• _BRIEF_
Please rewrite the records as a two-column CSV with the headers text and answer, one row per record, placing each field in double quotes and turning line breaks into spaces. Use only the part that opens with the line containing "the player's right" and closes with the line containing "pixel 179 319", both lines included.

* begin STORED DATA *

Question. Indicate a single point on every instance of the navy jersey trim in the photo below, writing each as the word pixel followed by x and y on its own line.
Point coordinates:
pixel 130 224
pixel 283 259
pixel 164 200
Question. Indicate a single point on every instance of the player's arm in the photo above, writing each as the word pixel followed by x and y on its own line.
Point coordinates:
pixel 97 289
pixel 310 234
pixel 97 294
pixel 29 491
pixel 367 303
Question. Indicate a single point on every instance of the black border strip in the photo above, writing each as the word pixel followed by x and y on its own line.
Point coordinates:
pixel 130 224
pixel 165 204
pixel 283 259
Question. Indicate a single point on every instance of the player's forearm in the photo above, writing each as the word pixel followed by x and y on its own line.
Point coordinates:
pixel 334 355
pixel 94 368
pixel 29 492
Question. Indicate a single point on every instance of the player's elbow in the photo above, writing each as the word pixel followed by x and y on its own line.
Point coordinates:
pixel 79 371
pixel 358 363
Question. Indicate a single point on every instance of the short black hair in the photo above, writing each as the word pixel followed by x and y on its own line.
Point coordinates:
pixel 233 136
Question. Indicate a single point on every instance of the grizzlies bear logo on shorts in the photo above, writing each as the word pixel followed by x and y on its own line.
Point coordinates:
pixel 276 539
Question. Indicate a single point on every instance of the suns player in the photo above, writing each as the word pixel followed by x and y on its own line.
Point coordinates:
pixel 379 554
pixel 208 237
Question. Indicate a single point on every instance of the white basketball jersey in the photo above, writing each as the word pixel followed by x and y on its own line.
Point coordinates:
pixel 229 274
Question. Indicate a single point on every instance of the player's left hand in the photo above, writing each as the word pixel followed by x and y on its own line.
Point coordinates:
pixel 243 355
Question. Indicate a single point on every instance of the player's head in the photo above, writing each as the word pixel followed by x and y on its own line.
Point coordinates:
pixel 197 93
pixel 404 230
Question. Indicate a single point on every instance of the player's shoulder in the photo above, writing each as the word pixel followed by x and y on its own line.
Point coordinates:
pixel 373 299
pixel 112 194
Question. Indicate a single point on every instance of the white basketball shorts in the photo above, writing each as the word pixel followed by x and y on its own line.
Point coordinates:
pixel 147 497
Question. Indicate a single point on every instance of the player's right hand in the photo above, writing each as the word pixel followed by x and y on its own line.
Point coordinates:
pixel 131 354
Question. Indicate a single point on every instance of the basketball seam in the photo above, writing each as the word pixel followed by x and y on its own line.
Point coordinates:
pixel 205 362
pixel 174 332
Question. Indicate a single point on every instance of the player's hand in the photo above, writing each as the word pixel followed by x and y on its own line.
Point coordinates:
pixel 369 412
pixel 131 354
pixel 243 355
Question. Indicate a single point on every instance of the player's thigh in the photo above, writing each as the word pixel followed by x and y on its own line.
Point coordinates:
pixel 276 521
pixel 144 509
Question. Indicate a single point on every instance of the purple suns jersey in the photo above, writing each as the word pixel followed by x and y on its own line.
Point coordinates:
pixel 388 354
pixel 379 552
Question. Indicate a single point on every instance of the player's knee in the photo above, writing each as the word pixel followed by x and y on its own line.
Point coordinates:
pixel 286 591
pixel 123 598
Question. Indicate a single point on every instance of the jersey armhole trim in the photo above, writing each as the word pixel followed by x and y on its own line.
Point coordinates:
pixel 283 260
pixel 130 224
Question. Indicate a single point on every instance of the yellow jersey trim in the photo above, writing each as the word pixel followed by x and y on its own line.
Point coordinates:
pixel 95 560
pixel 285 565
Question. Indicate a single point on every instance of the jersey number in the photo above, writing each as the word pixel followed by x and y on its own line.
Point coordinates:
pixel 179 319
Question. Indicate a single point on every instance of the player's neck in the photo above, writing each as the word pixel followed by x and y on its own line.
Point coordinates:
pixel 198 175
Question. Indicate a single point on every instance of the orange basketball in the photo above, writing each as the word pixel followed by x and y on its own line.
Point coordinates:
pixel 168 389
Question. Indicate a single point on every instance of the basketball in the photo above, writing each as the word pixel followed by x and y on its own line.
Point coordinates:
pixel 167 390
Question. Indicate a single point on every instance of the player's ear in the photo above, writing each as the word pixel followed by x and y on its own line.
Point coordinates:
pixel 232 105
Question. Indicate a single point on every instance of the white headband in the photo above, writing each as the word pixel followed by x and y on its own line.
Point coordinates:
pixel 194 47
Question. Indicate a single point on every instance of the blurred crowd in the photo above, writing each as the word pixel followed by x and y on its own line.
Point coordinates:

* end STORED DATA *

• _COMPLETE ANSWER_
text,answer
"Question. Indicate a single point on every instance of the player's right hand in the photo above, writing each as the word pixel followed by x and y on its own line. Point coordinates:","pixel 131 354"
"Question. Indicate a single point on every instance of the basketball seam in the photo above, writing each as the word pixel followed by x and y on its own line. Point coordinates:","pixel 205 362 pixel 174 332"
"Question. Indicate a single point on every instance of the player's hand in the photo above, writing each as the word pixel followed by x and y on its own line. Point coordinates:","pixel 369 412 pixel 131 354 pixel 243 355"
"Question. Indicate a single point on every instance of the player's thigh in the photo above, writing each as the word pixel followed by x and y on its own line. Point coordinates:","pixel 276 521 pixel 144 509"
"Question. Indicate a single point on every instance of the purple suns jersey in the photo above, writing each as the word pixel followed by x and y on its own line. Point coordinates:","pixel 388 354 pixel 379 552"
"Question. Indicate a single point on every instance of the player's knee in the photo above, writing each as the word pixel followed by x and y on its own line. Point coordinates:","pixel 286 591 pixel 123 598"
"Question. Indicate a single point on every instance of the jersey armhole trim in the photo above, writing each as the word pixel followed by x and y on its own line. Point coordinates:","pixel 283 260 pixel 130 224"
"Question. Indicate a single point on every instance of the yellow jersey trim in the photo above, writing each as the word pixel followed by x and y on its own line. Point coordinates:","pixel 95 560 pixel 285 565"
"Question. Indicate a single point on every instance of the jersey number in the photo above, writing each as the word pixel followed by x and y on its own line. Point coordinates:","pixel 179 319"